### DOCUMENT EXCERPT

In August, Seattle-based Code Fellows, where Shaff eventually enrolled, became the first coding school in the state to receive approval for the government program.

“From the military perspective, you don’t want to spend an additional two to four years in school. These are adults who have lives and want to transition from their military experience as quickly as possible,” said Code Fellows CEO Dave Parker, whose father-in-law was also a West Point graduate.

What’s great about the Code Fellows programs, he said, is that veterans who want jobs get into the workforce much faster than they would it they went to a traditional school.

Code Fellows has a variety of programs, most of which take about 10 weeks to complete. The school has trained more than 650 students since it was founded in 2013 and has a placement rate of more than 95 percent with an average starting salary of $71,000.

Still, most coding schools aren’t yet able to accept the G.I. Bill and many veterans with technology ambitions, regardless of experience, might have to settle for lower-paying careers.

The Washington Technology Industry Association and other advocacy groups are trying to change that by getting skilled veterans in front of tech companies looking to hire. It’s already starting to work.

######
### MATERIAL PROVIDED

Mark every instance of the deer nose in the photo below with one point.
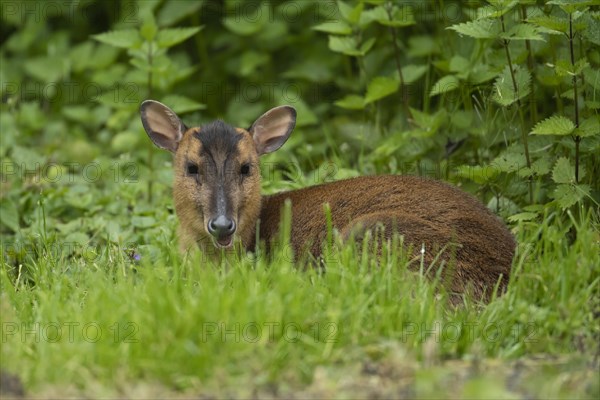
(221, 226)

######

* WRITTEN PROBLEM 1 *
Please extract the passage of the Code Fellows article between "Code Fellows has" and "starting to work.", inclusive.
* WRITTEN PROBLEM 2 *
According to the Code Fellows article, how many students has the school trained since it was founded?

* WRITTEN ANSWER 1 *
Code Fellows has a variety of programs, most of which take about 10 weeks to complete. The school has trained more than 650 students since it was founded in 2013 and has a placement rate of more than 95 percent with an average starting salary of $71,000.

Still, most coding schools aren’t yet able to accept the G.I. Bill and many veterans with technology ambitions, regardless of experience, might have to settle for lower-paying careers.

The Washington Technology Industry Association and other advocacy groups are trying to change that by getting skilled veterans in front of tech companies looking to hire. It’s already starting to work.

* WRITTEN ANSWER 2 *
More than 650 students.